SET EXERCISE
How many lines of the records below contain the string "receives"? Case counts. Reply with the number alone.

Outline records
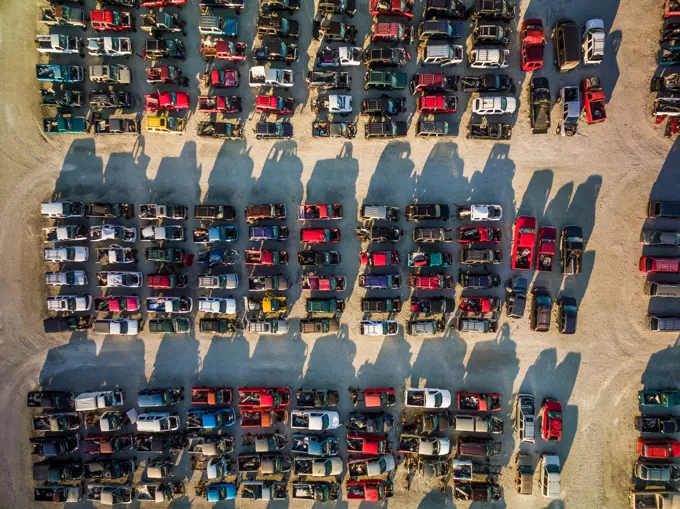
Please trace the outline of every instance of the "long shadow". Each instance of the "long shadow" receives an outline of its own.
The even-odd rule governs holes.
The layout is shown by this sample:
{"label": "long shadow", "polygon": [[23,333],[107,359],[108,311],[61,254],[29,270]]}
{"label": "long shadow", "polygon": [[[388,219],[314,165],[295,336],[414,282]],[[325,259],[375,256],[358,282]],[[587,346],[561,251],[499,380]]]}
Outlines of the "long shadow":
{"label": "long shadow", "polygon": [[[540,411],[545,398],[557,399],[562,403],[564,419],[562,440],[559,443],[550,442],[543,451],[558,454],[562,465],[567,462],[578,426],[578,406],[570,404],[569,400],[580,367],[580,353],[569,352],[558,364],[557,351],[554,348],[549,348],[543,350],[529,367],[520,386],[521,392],[533,394],[536,398],[536,412]],[[540,425],[539,422],[538,426]],[[540,429],[538,426],[537,433]]]}

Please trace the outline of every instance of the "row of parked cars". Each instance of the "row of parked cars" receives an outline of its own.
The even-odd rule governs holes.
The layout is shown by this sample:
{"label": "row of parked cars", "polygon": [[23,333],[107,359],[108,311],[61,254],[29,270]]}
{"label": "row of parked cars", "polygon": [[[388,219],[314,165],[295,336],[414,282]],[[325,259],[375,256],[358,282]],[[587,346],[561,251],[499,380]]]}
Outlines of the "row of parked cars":
{"label": "row of parked cars", "polygon": [[680,442],[669,438],[680,433],[680,418],[670,410],[680,406],[680,390],[644,389],[638,393],[638,403],[643,415],[635,417],[640,438],[629,493],[631,507],[670,508],[680,502],[680,465],[672,462],[680,456]]}
{"label": "row of parked cars", "polygon": [[[651,200],[647,206],[647,218],[652,221],[680,219],[680,202]],[[640,233],[640,242],[643,246],[654,246],[660,253],[668,253],[640,257],[640,272],[651,275],[645,281],[645,293],[652,298],[680,298],[680,280],[673,277],[680,274],[680,258],[677,249],[672,249],[680,246],[680,231],[645,229]],[[647,329],[655,332],[678,331],[680,315],[650,314],[647,317]]]}

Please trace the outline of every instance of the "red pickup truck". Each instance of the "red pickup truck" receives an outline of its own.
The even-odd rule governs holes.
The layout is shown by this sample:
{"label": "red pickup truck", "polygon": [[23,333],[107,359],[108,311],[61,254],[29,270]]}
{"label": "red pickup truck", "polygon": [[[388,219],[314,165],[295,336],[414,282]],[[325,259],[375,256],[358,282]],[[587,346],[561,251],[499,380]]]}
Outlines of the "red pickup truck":
{"label": "red pickup truck", "polygon": [[515,221],[515,238],[512,243],[512,269],[531,270],[536,244],[536,218],[520,216]]}
{"label": "red pickup truck", "polygon": [[640,272],[680,272],[680,259],[640,257]]}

OUTPUT
3